But he has chosen, with the backing of the broad consensus of the Presbyterian Church, to meet with the Pope and to generously welcome him to this country. Such a meeting will do much to create goodwill between the churches and perhaps re-boot inter-church cooperation and working to end the scandal of Christian division on this island.

This high-level meeting with the Pope is a first for any Irish Presbyterian Moderator, and its significance should not be underplayed.

Ironically, Arlene Foster probably has more in common with the Pope's views on same-sex marriage and abortion than the Cabinet ministers and parliamentarians in the South who will meet him and fawn over him for photographs that they can use in their various constituencies to demonstrate their oneness with this charismatic Pope.

But most of these same Irish politicians are responsible for the removal of the constitutional protection of the life of the unborn and will be implementing some of the most permissive abortion legislation in Europe. How these so-called Catholic politicians can square this with welcoming the Pope is a mystery.

But to faithful Catholics watching from the sidelines, their actions are hypocrisy on a staggering scale. The Pope should openly address the issue of abortion and reaffirm that it is one's Christian duty to protect the life of the unborn.

The life-affirming teaching of the Catholic Church is something to be re-emphasised, not hidden away. The referendum in the South has not and cannot sweep away Catholic teaching on this fundamentally important moral issue.

Pope Francis visits Ireland almost 40 years after another charismatic Pope, John Paul II. That visit saw a Church that was strong and vibrant. This Pope will visit a Church in decline, demoralised and needing re- evangelisation.

## Recorded data
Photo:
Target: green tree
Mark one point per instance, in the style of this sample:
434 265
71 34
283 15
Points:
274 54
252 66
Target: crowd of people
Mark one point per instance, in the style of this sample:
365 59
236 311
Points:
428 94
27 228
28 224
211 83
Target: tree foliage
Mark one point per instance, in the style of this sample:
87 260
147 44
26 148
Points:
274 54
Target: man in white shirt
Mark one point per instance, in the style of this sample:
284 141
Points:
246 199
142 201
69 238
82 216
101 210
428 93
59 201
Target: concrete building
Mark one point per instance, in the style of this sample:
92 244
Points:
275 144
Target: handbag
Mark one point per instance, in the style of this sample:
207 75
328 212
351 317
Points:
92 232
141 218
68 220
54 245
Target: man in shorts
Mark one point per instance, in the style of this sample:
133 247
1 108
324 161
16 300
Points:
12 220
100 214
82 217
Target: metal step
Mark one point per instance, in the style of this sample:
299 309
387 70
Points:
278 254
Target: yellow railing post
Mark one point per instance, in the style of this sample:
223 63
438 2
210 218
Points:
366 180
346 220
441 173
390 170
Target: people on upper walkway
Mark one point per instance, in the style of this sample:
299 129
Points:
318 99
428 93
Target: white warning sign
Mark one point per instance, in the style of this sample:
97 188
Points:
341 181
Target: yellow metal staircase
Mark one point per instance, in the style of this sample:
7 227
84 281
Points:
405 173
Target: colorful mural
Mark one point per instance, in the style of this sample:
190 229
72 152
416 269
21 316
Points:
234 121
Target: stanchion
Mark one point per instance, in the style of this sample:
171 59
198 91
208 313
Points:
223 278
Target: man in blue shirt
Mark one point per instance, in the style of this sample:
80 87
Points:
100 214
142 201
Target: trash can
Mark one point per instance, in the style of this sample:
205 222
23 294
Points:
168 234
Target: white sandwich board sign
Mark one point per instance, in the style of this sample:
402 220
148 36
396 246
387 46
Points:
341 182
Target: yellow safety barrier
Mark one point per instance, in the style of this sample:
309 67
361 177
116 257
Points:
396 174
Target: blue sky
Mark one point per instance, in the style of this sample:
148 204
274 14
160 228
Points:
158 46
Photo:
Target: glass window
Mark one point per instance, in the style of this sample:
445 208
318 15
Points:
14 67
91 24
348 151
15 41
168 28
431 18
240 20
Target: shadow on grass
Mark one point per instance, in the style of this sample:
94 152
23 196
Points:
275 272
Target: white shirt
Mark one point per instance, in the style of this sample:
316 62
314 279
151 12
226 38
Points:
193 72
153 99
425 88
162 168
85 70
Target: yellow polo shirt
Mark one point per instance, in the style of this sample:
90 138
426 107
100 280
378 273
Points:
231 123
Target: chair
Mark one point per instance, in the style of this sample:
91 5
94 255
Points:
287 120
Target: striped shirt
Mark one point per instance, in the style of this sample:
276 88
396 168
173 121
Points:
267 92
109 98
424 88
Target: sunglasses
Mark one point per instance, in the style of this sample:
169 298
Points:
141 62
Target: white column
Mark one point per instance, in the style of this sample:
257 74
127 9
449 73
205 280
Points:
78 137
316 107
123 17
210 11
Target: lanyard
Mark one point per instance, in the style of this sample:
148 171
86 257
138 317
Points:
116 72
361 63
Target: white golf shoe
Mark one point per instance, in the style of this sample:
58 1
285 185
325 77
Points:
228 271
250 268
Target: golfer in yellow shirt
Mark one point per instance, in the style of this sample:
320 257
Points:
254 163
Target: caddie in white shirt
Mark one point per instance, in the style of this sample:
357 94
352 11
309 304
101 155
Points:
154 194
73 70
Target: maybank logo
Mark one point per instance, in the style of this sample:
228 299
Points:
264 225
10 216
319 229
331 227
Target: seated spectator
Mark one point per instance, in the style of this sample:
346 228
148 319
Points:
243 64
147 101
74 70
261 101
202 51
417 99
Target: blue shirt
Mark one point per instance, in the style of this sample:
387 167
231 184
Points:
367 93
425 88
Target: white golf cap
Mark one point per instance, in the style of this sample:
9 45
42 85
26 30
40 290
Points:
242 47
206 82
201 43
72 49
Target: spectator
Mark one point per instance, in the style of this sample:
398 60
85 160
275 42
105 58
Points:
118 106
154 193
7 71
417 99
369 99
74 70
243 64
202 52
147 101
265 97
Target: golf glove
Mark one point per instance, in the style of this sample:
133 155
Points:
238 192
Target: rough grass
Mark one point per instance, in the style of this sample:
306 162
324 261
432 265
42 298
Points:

## What you need to do
**A.** In the piece on the Pope's visit to Ireland, how many years separate the visit of Pope Francis from that of John Paul II?
**B.** Return the stretch of the piece on the Pope's visit to Ireland from "But he has chosen, with" through "not be underplayed.", word for word.
**C.** Resume the piece on the Pope's visit to Ireland, beginning after its final sentence.

## Expected answers
**A.** Almost 40 years.

**B.**
But he has chosen, with the backing of the broad consensus of the Presbyterian Church, to meet with the Pope and to generously welcome him to this country. Such a meeting will do much to create goodwill between the churches and perhaps re-boot inter-church cooperation and working to end the scandal of Christian division on this island.

This high-level meeting with the Pope is a first for any Irish Presbyterian Moderator, and its significance should not be underplayed.

**C.**
A two-day visit by this charismatic Pope will not achieve that, but it can kick-start that process of rebuilding.

The decline in the Church has been the result of two factors. First, the critical damage caused to the life of the Church by the devastating scandal of sexual abuse by priests has alienated many once faithful and trusting Catholics. It also should be said that the Church over-relied upon routine religious practice by the laity that had little intellectual Christian depth and was not properly rooted in modern religious thought.

Second, a universal and gradual rejection by a prosperous western Europe - including Ireland - of Catholic religious practice over the past 50 years, and the onset of an aggressive secularism, which though ostensibly liberal is in practice increasingly hostile to and intolerant of religious belief and practice.

It is particularly opposed to Christian values, even though these were the very foundation of western European culture.

Therefore, the Pope's visit is not just a major event for the Irish Catholic Church, but a challenge that could determine its long-term future.